Text to read —
Hey, Travis, Kaes, Danny and team, thanks for taking my questions. I wanted to follow up on some of the earlier questions. You've obviously seen a lot of field efficiencies, particularly on the drilling side. You've lowered the Midland footage costs down, I guess, 20 some dollars to midpoint. But I'm curious, as you approach the 3Q or 4Q Endeavor closing, are there any parts of the efficiencies that you're seeing that you don't think that you could accomplish synergistically here? Because it would seem like that $300 million or so of synergies that you apportioned to just CapEx savings is increasing by the day.
Well, that's why I highlighted, David, that where we are today is much better in performance and execution than where we were just in February when we talked to you about this deal. These cultural elements, this attention to detail and focus are things we look forward to bringing on our new partners from Endeavor. From what we hear from them anecdotally, they are also experiencing similar efficiency gains. When we combine the two cultures, I expect it to add rather than detract when we integrate the two companies here shortly.
I appreciate that. Another follow-up, you've also seen the benefits of longer lateral progression, relative to your original plan this year. I know one of the things you highlighted with the Endeavor deal was the potential increase of lateral lengths to beyond 15,000 feet given the 100,000 plus number of acres. How do you see the progression into next year and then 2026 concerning lateral lengths relative to where we're at today? Or is this something that's a longer-term endeavor?
Well, first we need to get the two assets combined, which we obviously can't do yet. I'll let Kaes answer the synergy question specifically, but I wanted to highlight something we mentioned in our earnings release and our stockholder letter: we drilled a 20,000-foot lateral well in under eight days, seven to eight days. Longer laterals won't be a problem; we just need to ensure we have the right geology to drill even longer wells.

Tasks to carry out —
1. In the earnings call transcript, how long did it take to drill the 20,000-foot lateral well?
2. Condense the paragraph of the earnings call transcript that begins "Well, that's why I highlighted" into a short bulleted list that keeps its main facts.
3. Continue the earnings call transcript about the Endeavor deal from its final sentence.

Information supplied —
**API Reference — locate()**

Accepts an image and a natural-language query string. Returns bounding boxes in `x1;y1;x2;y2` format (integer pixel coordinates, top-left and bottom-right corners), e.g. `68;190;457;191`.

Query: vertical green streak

Task-by-task results —
1. Under eight days, about seven to eight days.

2.
- Performance and execution are much better now than in February, when the deal was first discussed.
- The company plans to bring its culture of attention to detail and focus to its new partners from Endeavor.
- Endeavor reports similar efficiency gains.
- Combining the two cultures is expected to add to, not detract from, the integration of the two companies.

3.
Yes, I think, David, with the plan, we can't finalize anything until post-close. The priority for the teams is to determine what the plan looks like by the end of 2024 into 2025 post-close and what the projects look like as we start reflecting back on 2025 and into 2026, beginning to extend laterals. Holding the level we have this year, almost 12,000 feet on average for 300 wells is impressive; we should probably aim to maintain that. Longer drilling for a full program of 500 plus wells a year will be challenging, but the team is not afraid of drilling 20,000 feet, and if we have those opportunities, we will take advantage of them.
I appreciate the color, guys.
Thanks, David.
Operator
Thank you. Our next question comes from the line of John Freeman of Raymond James. Your line is now open.
Good morning, guys. First topic I wanted to follow up on is on the return of capital framework. When you look at Slide 6 and think about again the efficiency gains that are impressive, should we perceive that the initial evolution of your return of capital framework will create a bigger wedge that can go toward that base dividend? Is that likely rather than perhaps increasing the overall 50% going to shareholders?
Yes, John. I think those are two separate decisions, but you hit the nail on the head. As efficiencies accrue and our decline rate shallows over time and your balance sheet improves, that should create room between your breakeven and your $40 dividend breakeven. We see $40 on the E&P side as a well-protected number. We are buying put options currently at $55 to $60 crude, but eventually we will likely reduce the value of our put buying down to around $50 just to protect against extreme downside scenarios. The remainder of the free cash flow allocation was adjusted from 75% to 50% of free cash going to equity, but that doesn't mean that number won't increase in the future during times of stress. In difficult times, it should be higher than 50% of free cash going back to equity. Conversely, when things are going well, it will hover closer to 50%, allowing us to build a fortress balance sheet. I've been very pleased with our large shareholders' responses to reducing that number as they want us to maintain a stronger balance sheet than anticipated pre-deal.
A good way to visualize the Board's commitment to a sustainable and growing dividend is found on Slide 7. Going all the way back to 2018 when we initiated the dividend, we are showcasing the growth rate. On the bottom half of that slide, you can see that our commitment has translated into almost $8 billion capital returned to our shareholders. It is a significant lever we have as a company, and the Board is dedicated to continuing a sustainable and growing dividend.
That's great. One more follow-up: considering these efficiency gains that have allowed you to reduce rigs and frac crews in the second half without compromising the original production plan, is there an environment where you'd choose to simply maintain that pace and accelerate production growth?
Yes, looking forward, that's not a likely scenario for the next six months to four quarters.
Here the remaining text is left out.